# EXERCISE REQUIREMENTS
Rewrite the listing below, replacing every "plated food" with "served dish" and keeping everything else the same. Leave the pictures out of your version.
★ ★ ★ ★ ★ ★ ★
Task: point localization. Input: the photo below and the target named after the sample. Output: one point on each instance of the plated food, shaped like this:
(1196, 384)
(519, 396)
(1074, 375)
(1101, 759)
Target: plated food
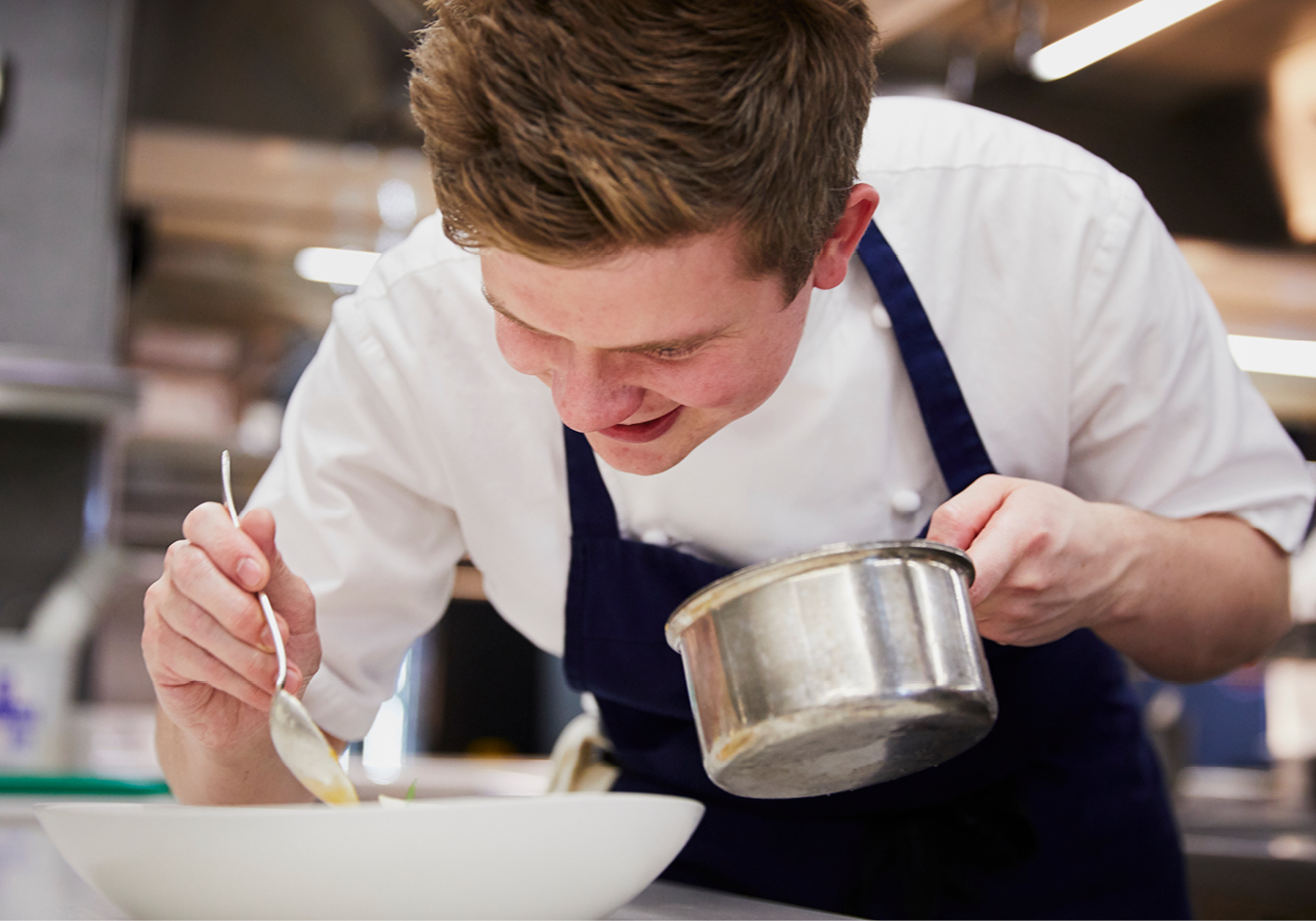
★ ★ ★ ★ ★ ★ ★
# WRITTEN REPLY
Task: point localization. Input: the photo below and the target named after the sample. Output: one point on each instance of the served dish, shaped like this:
(1196, 384)
(519, 396)
(1074, 375)
(1101, 759)
Target: served dish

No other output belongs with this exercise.